Quote all lines below exactly. Images stay out.

[[ THE DATA, beginning ]]

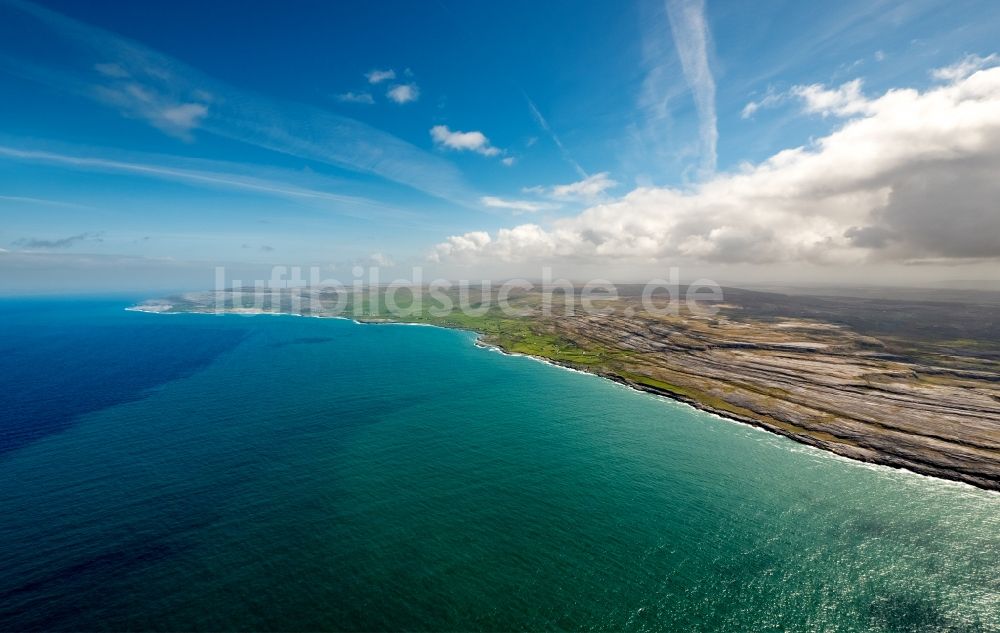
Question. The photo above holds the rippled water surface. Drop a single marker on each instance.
(215, 473)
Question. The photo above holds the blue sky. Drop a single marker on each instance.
(335, 132)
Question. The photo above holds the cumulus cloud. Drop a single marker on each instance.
(518, 206)
(176, 115)
(965, 67)
(474, 141)
(378, 76)
(404, 93)
(356, 97)
(911, 177)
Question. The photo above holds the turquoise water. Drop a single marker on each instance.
(191, 472)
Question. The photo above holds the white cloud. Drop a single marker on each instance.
(690, 29)
(111, 70)
(380, 259)
(378, 76)
(845, 100)
(356, 97)
(404, 93)
(144, 84)
(521, 206)
(769, 100)
(587, 189)
(911, 178)
(474, 141)
(965, 67)
(186, 116)
(212, 174)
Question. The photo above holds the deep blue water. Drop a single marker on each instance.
(195, 472)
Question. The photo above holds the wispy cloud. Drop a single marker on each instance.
(965, 67)
(844, 100)
(589, 188)
(474, 141)
(877, 189)
(403, 93)
(691, 38)
(45, 202)
(146, 84)
(518, 206)
(206, 173)
(63, 242)
(378, 76)
(544, 124)
(356, 97)
(770, 99)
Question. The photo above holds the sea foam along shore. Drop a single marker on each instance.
(804, 441)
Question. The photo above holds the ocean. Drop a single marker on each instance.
(202, 472)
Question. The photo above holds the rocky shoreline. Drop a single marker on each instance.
(928, 406)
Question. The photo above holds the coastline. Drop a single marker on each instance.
(838, 449)
(847, 451)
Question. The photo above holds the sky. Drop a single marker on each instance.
(143, 144)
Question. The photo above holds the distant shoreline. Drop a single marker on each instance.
(857, 454)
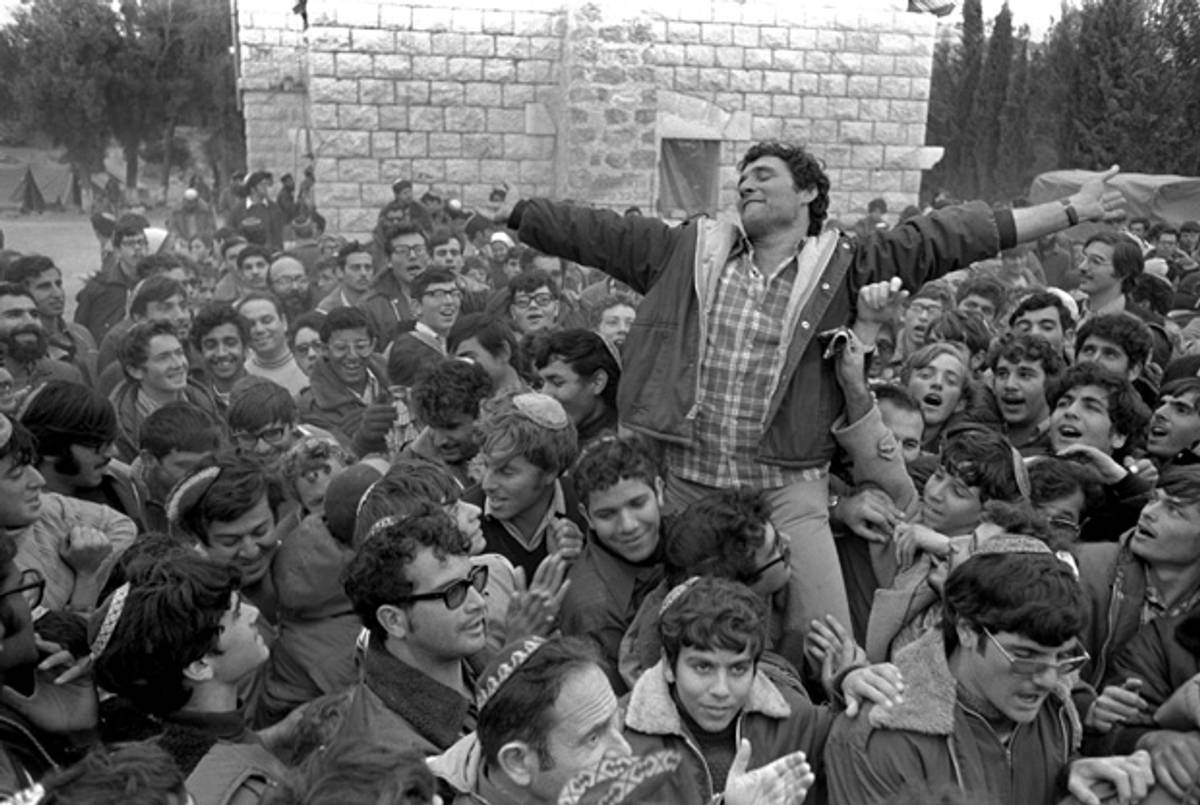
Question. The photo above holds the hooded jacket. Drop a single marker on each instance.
(773, 725)
(935, 738)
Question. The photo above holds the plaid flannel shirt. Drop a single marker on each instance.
(739, 364)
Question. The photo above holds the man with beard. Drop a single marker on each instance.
(220, 336)
(34, 718)
(66, 341)
(389, 302)
(24, 344)
(76, 432)
(288, 280)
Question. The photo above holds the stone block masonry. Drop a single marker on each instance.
(575, 100)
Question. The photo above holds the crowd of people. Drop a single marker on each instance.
(545, 503)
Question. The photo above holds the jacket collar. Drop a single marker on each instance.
(652, 710)
(931, 690)
(435, 710)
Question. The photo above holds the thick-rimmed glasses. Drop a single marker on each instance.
(455, 593)
(1038, 667)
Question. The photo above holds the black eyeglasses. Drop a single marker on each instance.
(31, 584)
(783, 557)
(455, 593)
(273, 436)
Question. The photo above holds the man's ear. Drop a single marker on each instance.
(520, 762)
(394, 620)
(598, 382)
(199, 671)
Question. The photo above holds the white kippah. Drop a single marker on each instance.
(541, 409)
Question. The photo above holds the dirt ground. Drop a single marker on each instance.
(64, 236)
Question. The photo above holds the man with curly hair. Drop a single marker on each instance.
(721, 366)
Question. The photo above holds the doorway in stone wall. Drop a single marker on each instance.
(688, 178)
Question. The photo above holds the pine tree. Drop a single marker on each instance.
(988, 102)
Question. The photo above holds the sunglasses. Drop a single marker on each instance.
(455, 593)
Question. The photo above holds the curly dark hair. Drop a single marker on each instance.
(449, 389)
(718, 535)
(807, 172)
(172, 618)
(377, 575)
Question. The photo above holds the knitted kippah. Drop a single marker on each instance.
(504, 665)
(622, 780)
(541, 409)
(677, 593)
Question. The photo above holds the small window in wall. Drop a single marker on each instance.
(688, 176)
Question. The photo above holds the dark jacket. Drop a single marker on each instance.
(934, 738)
(330, 404)
(101, 304)
(129, 418)
(605, 595)
(397, 706)
(502, 542)
(1164, 654)
(678, 270)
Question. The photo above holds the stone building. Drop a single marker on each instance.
(612, 103)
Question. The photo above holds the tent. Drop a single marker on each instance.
(1174, 199)
(34, 187)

[[ THE DATA, end ]]

* WRITTEN SOLUTION
Question. The photo above holds the rippled water surface. Drop a single marker on each instance.
(215, 473)
Question. The photo above holds the blue sky. Drop a single marker on each instance.
(335, 132)
Question. The photo above holds the cumulus cloud. Drop a single marker on each instance.
(518, 206)
(176, 115)
(965, 67)
(474, 141)
(378, 76)
(404, 93)
(356, 97)
(911, 177)
Question. The photo above holds the turquoise water. Drop a single marker on each instance.
(191, 472)
Question. The photo above holds the white cloud. Drop a single marker on each instance.
(690, 29)
(111, 70)
(380, 259)
(378, 76)
(845, 100)
(356, 97)
(404, 93)
(144, 84)
(521, 206)
(769, 100)
(587, 189)
(911, 178)
(474, 141)
(965, 67)
(186, 116)
(212, 174)
Question. The photo above holds the deep blue water. Drop a single marker on each instance.
(195, 472)
Question. The photo above holds the wispy cloud. Drop a single marker on each instance.
(965, 67)
(844, 100)
(589, 188)
(474, 141)
(877, 189)
(403, 93)
(691, 38)
(45, 202)
(146, 84)
(518, 206)
(206, 173)
(63, 242)
(378, 76)
(544, 124)
(356, 97)
(770, 99)
Question. The photo above holds the sea foam along shore. Drop a single marker on each instance.
(804, 441)
Question. The photo above holds the ocean. Drop a single marker on each instance.
(202, 472)
Question. The photo above holds the rocky shoreline. Drop a single marker on each instance.
(928, 406)
Question. The photo above holds the coastline. Drop a single marker on each instance.
(838, 449)
(847, 451)
Question. The photo above holds the sky. Drop a single marker on each instance.
(143, 144)
Question. The photo above holds the distant shoreline. Drop a single marker on each instance.
(857, 454)
Question. The photo above holds the hooded jacket. Drop a single marker on each instance.
(773, 725)
(935, 738)
Question. The photo above holds the plaid flannel shirt. Drop a single marker on each instance.
(739, 364)
Question. The photo above holds the man with beard. Drop a single marker on each instance.
(220, 336)
(34, 718)
(66, 341)
(389, 302)
(24, 344)
(76, 432)
(288, 280)
Question. The photo above holds the stone block masonry. Drop a single marker on each instance.
(575, 100)
Question. The photo above holds the crowd of people. Drop a single marker on each instance.
(545, 503)
Question. The photo above holds the jacket collar. Drop a single marker on each instance.
(652, 710)
(931, 690)
(435, 710)
Question. The photo above holds the thick-rimmed glasses. Drop a single marker on each instance.
(455, 593)
(1038, 667)
Question. The photo above holds the black eyeglasses. Drop a single marker on each instance.
(31, 584)
(783, 557)
(455, 593)
(273, 436)
Question. The photo above holds the man's ear. Drop a single marker on each instance.
(520, 762)
(394, 620)
(598, 382)
(199, 671)
Question. The photo above holds the white kippah. Drop a single marker on each instance.
(541, 409)
Question. The photo above holds the dirt ground. Drop a single marker on each instance.
(64, 236)
Question. The photo above holds the man with curly hair. Drop a single marker on each instance.
(721, 366)
Question. The photo above holds the doorway in stone wall. Drop a single marker on each instance.
(688, 178)
Question. The photo above holds the pine tree. Drop a single marker on each instance.
(988, 102)
Question. The photo above holds the sunglasses. Drop a single marker on each instance.
(455, 593)
Question. The photo above holds the curly dark hair. Drop a single marker on each instance.
(449, 389)
(718, 535)
(807, 172)
(172, 618)
(377, 575)
Question. The photo above holds the knitted kippah. Drop a single marker on each instance.
(504, 665)
(622, 780)
(541, 409)
(677, 593)
Question. The photo above holds the small window in wall. Drop a single marker on each instance.
(688, 176)
Question. The photo above holds the dark jacket. Drop a single marker on each instance.
(934, 738)
(330, 404)
(101, 304)
(129, 418)
(605, 595)
(397, 706)
(502, 542)
(1164, 654)
(678, 270)
Question. The photo above holds the stone building. Drop a single marker on each instance.
(612, 103)
Question. The photo above holds the tent. Drop a single marker on each instance.
(1174, 199)
(34, 187)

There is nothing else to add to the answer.